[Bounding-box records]
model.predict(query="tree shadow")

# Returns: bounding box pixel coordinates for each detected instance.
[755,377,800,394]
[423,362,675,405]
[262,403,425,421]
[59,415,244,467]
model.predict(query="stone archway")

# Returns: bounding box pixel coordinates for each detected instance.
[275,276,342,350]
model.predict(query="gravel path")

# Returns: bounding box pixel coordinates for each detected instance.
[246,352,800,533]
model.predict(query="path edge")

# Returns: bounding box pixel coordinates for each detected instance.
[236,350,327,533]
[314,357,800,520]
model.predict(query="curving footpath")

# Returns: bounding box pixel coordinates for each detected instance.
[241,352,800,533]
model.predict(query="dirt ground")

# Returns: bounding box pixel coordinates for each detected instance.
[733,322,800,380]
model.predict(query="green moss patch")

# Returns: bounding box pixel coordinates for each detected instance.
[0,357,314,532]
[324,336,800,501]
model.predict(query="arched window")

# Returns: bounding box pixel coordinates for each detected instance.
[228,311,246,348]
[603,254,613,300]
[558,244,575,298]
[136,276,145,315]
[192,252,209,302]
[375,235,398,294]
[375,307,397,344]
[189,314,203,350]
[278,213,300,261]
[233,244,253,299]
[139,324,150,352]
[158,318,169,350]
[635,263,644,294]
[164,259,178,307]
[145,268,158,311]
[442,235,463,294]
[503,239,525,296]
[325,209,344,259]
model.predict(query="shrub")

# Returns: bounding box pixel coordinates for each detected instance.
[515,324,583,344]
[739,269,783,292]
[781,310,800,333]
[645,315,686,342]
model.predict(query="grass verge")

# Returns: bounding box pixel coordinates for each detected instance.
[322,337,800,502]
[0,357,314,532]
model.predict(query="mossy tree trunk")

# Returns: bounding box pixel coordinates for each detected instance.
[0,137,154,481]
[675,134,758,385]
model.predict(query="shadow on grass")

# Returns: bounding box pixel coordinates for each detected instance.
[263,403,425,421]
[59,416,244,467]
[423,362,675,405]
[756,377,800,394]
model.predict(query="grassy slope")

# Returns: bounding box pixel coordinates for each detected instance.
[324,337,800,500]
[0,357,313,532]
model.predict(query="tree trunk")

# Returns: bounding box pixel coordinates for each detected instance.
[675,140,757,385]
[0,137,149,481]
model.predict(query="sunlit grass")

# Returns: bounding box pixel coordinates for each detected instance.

_Written task_
Can you format every line of the records above as a Markdown table with columns Row and Line, numbering the rows and leaving out blank lines?

_Completed task_
| Row | Line |
|---|---|
| 1 | model.predict(query="tree shadow") |
| 2 | # Returns: bounding box pixel coordinates for each detected instance. |
| 3 | [755,377,800,394] |
| 4 | [423,362,675,405] |
| 5 | [262,403,425,421] |
| 6 | [59,415,244,467] |
| 7 | model.predict(query="stone archway") |
| 8 | # Returns: bounding box pixel coordinates for each detected instance. |
| 9 | [275,276,342,350] |
| 10 | model.predict(query="gravel path") |
| 11 | # Returns: bounding box pixel coordinates for each detected instance. |
| 12 | [246,352,800,533] |
| 13 | model.predict(query="path edge") |
| 14 | # Returns: bounding box pixel coordinates for each detected instance. |
| 15 | [236,350,327,533] |
| 16 | [314,357,800,520] |
| 17 | model.predict(query="curving footpath") |
| 18 | # Returns: bounding box pixel coordinates for each detected instance. |
| 19 | [241,352,800,533] |
| 20 | model.predict(query="dirt ground") |
| 21 | # Returns: bounding box pixel coordinates for each detected instance. |
| 22 | [733,322,800,380] |
| 23 | model.predict(query="green moss patch") |
| 24 | # Returns: bounding box pixel coordinates for each detected instance. |
| 25 | [0,357,314,532] |
| 26 | [324,336,800,501] |
| 27 | model.predict(query="arched window") |
| 28 | # Returns: bounding box pixel coordinates for each detected instance. |
| 29 | [228,311,246,348] |
| 30 | [603,254,613,300] |
| 31 | [558,244,575,298] |
| 32 | [136,276,145,315] |
| 33 | [192,252,209,302] |
| 34 | [375,235,398,294] |
| 35 | [375,307,397,344] |
| 36 | [189,314,203,350] |
| 37 | [278,213,300,261] |
| 38 | [233,244,253,299] |
| 39 | [139,324,150,352] |
| 40 | [158,318,169,350] |
| 41 | [635,263,644,294] |
| 42 | [164,259,178,307] |
| 43 | [145,268,158,311] |
| 44 | [442,235,463,294] |
| 45 | [503,239,525,296] |
| 46 | [325,209,344,259] |
| 47 | model.predict(query="shrub") |
| 48 | # Returns: bounding box pixel coordinates for each detected instance. |
| 49 | [515,324,583,344] |
| 50 | [739,269,783,292] |
| 51 | [781,310,800,333] |
| 52 | [645,315,686,342] |
| 53 | model.predict(query="grass verge") |
| 54 | # Returns: bounding box pixel coordinates for each detected instance. |
| 55 | [322,337,800,502] |
| 56 | [0,357,314,532] |
| 57 | model.predict(query="mossy tree trunk") |
| 58 | # Returns: bounding box pixel coordinates for each detected instance. |
| 59 | [0,137,154,481] |
| 60 | [675,134,758,385] |
| 61 | model.predict(query="shadow on grass") |
| 62 | # Returns: bounding box pixel coordinates for each detected instance. |
| 63 | [263,403,425,421] |
| 64 | [59,416,244,467] |
| 65 | [423,362,675,405] |
| 66 | [756,377,800,394] |
| 67 | model.predict(query="grassy slope") |
| 68 | # Returns: bounding box pixel coordinates for each detected instance. |
| 69 | [324,337,800,500] |
| 70 | [0,357,313,532] |
| 71 | model.predict(query="tree trunk") |
| 72 | # Returns: bounding box pixel coordinates for each detected instance. |
| 73 | [675,140,757,385] |
| 74 | [0,137,149,481] |
| 75 | model.predict(query="sunlit grass") |
| 76 | # Returns: bounding box pixel coordinates for each detected instance. |